__Source__
-- Start --

His own stories, the Chronicles of Narnia (also known as the Narniad, imitating the great chronicle of the siege of Troy, the Iliad), have surpassed that test for millions of readers. Most of us who have fallen under the spell of The Lion, the Witch and the Wardrobe have not only stayed to hear or read the story of Narnia from its beginning to its second beginning (The Last Battle) but find ourselves returning again and again, perhaps every few years, to appreciate anew its real beauties. Each reader brings to the Chronicles his or her own story and comes away with expanded horizons and renewed vision.
This Companion to Narnia has been written for those who know the Chronicles to be very good stories and who want to take a friend back with them to point out sights they haven't seen or want to see again through another pair of eyes.
If you have ever read the Chronicles aloud to a child or group of children, you know that they raise questions you haven't even considered. This volume does not intend to give final answers (because no final meaning can ever be put to a work of the imagination), but to suggest the direction in which answers and deeper meanings can be sought. Companion to Narnia means to help you explore the various strands that Lewis weaves into the fabric of the Chronicles -- literary, religious, philosophical, mythopoeic, homely, and personal images --the same fibers out of which our own stories are woven.
With the encyclopedic format of Companion to Narnia you may explore whatever angle you wish to take on the books. Beginning anywhere, with a character, an object, or a theme, you may go as far as you wish in pursuing a thread of curiosity. (See Using the Companion, after this Introduction, for more guidance.)
But no guide to Narnia can ever take the place of the seven books themselves.

-- End --

__Entries__

-- Start --

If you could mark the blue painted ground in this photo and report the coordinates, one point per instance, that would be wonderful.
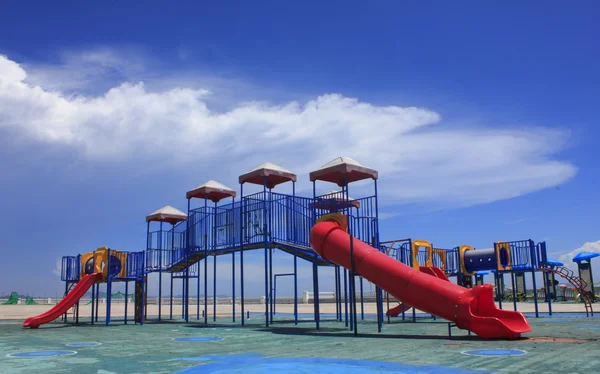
(250, 363)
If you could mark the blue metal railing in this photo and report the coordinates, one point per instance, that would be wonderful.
(70, 269)
(452, 261)
(522, 254)
(135, 265)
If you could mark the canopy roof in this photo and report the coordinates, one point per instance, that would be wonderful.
(167, 214)
(211, 190)
(585, 256)
(268, 172)
(343, 170)
(554, 262)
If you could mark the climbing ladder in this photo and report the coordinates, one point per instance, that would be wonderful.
(580, 284)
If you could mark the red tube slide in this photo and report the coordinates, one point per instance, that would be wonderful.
(471, 309)
(68, 301)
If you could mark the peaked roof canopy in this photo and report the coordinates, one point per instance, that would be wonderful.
(211, 190)
(167, 214)
(343, 170)
(585, 256)
(268, 172)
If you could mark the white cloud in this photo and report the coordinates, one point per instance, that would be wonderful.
(57, 267)
(567, 258)
(420, 159)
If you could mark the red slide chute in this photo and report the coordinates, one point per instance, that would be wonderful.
(471, 309)
(68, 301)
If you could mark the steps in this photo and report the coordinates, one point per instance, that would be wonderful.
(580, 284)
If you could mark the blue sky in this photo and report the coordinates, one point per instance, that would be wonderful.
(480, 119)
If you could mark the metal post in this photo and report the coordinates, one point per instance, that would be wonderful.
(242, 205)
(512, 279)
(233, 285)
(295, 259)
(352, 267)
(187, 252)
(214, 249)
(346, 297)
(126, 295)
(215, 287)
(533, 268)
(336, 293)
(378, 292)
(535, 301)
(93, 301)
(160, 269)
(295, 286)
(269, 232)
(65, 295)
(499, 287)
(205, 285)
(97, 299)
(206, 225)
(266, 251)
(362, 301)
(339, 292)
(316, 268)
(108, 287)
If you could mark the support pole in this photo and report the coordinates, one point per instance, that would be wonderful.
(378, 292)
(160, 241)
(269, 232)
(205, 262)
(233, 286)
(171, 299)
(512, 279)
(126, 299)
(362, 301)
(108, 287)
(97, 299)
(188, 252)
(93, 301)
(242, 205)
(295, 286)
(215, 287)
(266, 243)
(317, 311)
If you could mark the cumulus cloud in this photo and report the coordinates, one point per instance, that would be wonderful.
(420, 158)
(594, 247)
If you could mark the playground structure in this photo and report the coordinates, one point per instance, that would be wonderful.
(183, 244)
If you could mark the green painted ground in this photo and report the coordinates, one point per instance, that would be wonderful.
(406, 347)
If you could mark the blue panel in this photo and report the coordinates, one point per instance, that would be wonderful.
(480, 259)
(585, 256)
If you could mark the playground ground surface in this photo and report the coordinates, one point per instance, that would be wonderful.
(565, 342)
(22, 312)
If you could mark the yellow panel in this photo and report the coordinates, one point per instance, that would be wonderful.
(461, 256)
(415, 250)
(442, 254)
(339, 218)
(503, 245)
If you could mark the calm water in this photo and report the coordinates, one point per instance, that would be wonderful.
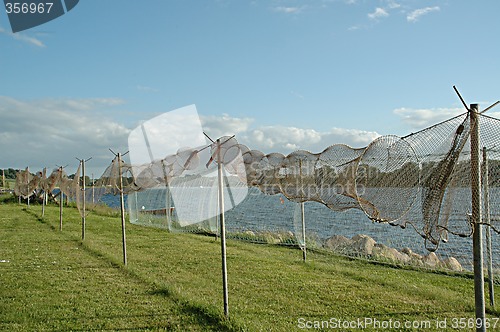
(259, 212)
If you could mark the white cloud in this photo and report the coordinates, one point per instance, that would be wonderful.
(282, 139)
(217, 126)
(416, 14)
(24, 38)
(43, 133)
(288, 10)
(378, 13)
(50, 132)
(287, 139)
(146, 88)
(421, 118)
(393, 5)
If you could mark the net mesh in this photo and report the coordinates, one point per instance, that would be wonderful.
(421, 180)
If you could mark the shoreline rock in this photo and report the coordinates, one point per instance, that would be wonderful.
(364, 245)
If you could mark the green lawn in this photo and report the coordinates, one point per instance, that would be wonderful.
(51, 281)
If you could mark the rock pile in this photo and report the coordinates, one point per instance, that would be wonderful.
(363, 245)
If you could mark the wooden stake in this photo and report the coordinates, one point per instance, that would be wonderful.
(61, 202)
(122, 209)
(477, 236)
(487, 221)
(83, 199)
(222, 231)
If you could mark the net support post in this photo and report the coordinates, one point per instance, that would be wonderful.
(487, 222)
(302, 215)
(61, 202)
(222, 230)
(122, 208)
(477, 239)
(83, 199)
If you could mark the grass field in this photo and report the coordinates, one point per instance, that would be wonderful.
(52, 281)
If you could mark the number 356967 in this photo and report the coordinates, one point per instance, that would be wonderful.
(31, 8)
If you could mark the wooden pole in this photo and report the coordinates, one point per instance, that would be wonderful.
(61, 202)
(487, 221)
(83, 200)
(44, 195)
(167, 195)
(122, 210)
(28, 180)
(302, 215)
(477, 236)
(222, 231)
(304, 249)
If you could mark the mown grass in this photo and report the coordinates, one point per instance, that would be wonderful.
(52, 281)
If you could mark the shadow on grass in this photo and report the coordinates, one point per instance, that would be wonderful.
(204, 316)
(39, 218)
(207, 317)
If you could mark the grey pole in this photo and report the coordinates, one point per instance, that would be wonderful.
(83, 202)
(477, 249)
(222, 231)
(61, 200)
(487, 221)
(122, 209)
(28, 178)
(304, 249)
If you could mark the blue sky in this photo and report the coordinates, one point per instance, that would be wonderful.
(281, 75)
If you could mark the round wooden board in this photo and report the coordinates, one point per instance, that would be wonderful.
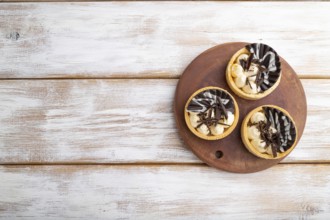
(208, 69)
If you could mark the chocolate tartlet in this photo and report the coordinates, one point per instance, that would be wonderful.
(269, 132)
(254, 71)
(211, 113)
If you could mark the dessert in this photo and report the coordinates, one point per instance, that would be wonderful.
(254, 71)
(269, 132)
(211, 113)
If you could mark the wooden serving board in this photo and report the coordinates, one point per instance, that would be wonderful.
(229, 154)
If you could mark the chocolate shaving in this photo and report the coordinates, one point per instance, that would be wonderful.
(268, 63)
(249, 61)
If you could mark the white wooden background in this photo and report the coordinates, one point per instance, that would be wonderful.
(86, 119)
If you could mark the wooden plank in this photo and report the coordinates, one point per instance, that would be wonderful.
(163, 192)
(119, 121)
(153, 39)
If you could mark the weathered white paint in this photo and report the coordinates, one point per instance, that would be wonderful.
(163, 192)
(114, 121)
(153, 39)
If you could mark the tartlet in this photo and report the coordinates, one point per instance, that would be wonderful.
(254, 71)
(269, 132)
(211, 113)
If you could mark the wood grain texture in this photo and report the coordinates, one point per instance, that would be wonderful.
(163, 192)
(119, 121)
(289, 95)
(153, 39)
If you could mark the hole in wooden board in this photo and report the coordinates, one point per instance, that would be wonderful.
(218, 154)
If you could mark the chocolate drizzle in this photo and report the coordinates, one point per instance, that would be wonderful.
(281, 139)
(268, 63)
(269, 136)
(212, 106)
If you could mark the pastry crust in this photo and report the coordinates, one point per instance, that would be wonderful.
(247, 142)
(240, 92)
(211, 137)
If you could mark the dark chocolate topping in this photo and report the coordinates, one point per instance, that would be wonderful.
(285, 136)
(211, 101)
(268, 63)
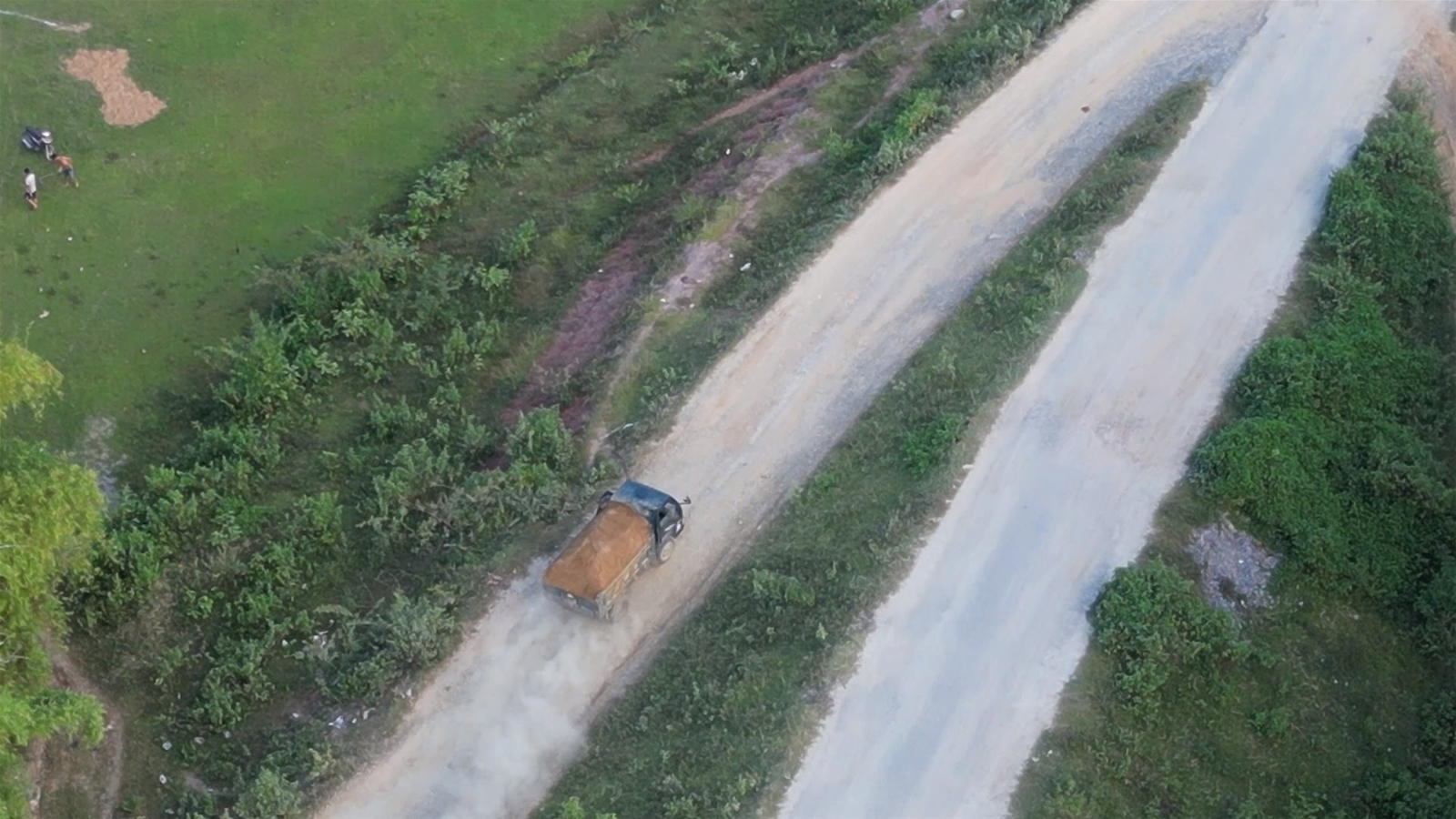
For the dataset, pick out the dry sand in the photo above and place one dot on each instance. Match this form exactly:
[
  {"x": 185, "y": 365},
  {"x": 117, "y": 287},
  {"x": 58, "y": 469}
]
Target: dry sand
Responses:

-- End --

__Set tasks__
a: In the introduction on the Chronicles of Narnia, which book is described as the second beginning of the story of Narnia?
b: Translate this sentence from the introduction on the Chronicles of Narnia into Spanish: "But no guide to Narnia can ever take the place of the seven books themselves."
c: Extend the introduction on the Chronicles of Narnia with new writing that picks up after its final sentence.

__Answers to the problems__
a: The Last Battle

b: Pero ninguna guía de Narnia puede jamás ocupar el lugar de los siete libros mismos.

c:
This book has been written for young people and adults who have read the Chronicles at least once, and who now want to explore what one critic has called the "allusive sub-text" that Lewis, as scholar and Christian, delighted in providing older readers of his fairy tales. Lewis was convinced that while an author intends, a book means, that is,
the meaning of a book is the series or systems of emotions, reflections, and attitudes produced by reading it.
... this product differs with different readers ... The ideally true or right meaning would be that shared ... by the largest number of the best readers after repeated and careful readings over several generations, different periods, nationalities, moods, degrees of alertness, private pre-occupations, states of health, spirits, and the like cancelling one another out when ... they cannot be fused so as to enrich one another.
As far as is humanly possible Companion to Narnia tries to ascertain and reveal Lewis's intentions and only then proceed to suggest the meanings of Narnian events, characters, objects, and themes.
The best way to appreciate a story is to step into it and enjoy it. As Peter Schakel tells us, the Chronicles need to be read with the heart.
One hazard in an encyclopedic study such as this is the everpresent risk of analyzing the life right out of a story. Stories are living things, and the result of any vivisection is only data about the thing and not the thing itself. The information and analyses in this book are meant to guide you to a deeper experience of the openended nature of the Chronicles and not to close off all debate.
Another hazard to be avoided is the desire to look for allegories, one-to-one correspondences between philosophical or religious concepts and the characters or events or objects in a story. Lewis was adamant that he was not writing allegory when he wrote the Chronicles.
C. S. Lewis himself was very careful not to decode the Chronicles for the young children who wrote him about their meaning ...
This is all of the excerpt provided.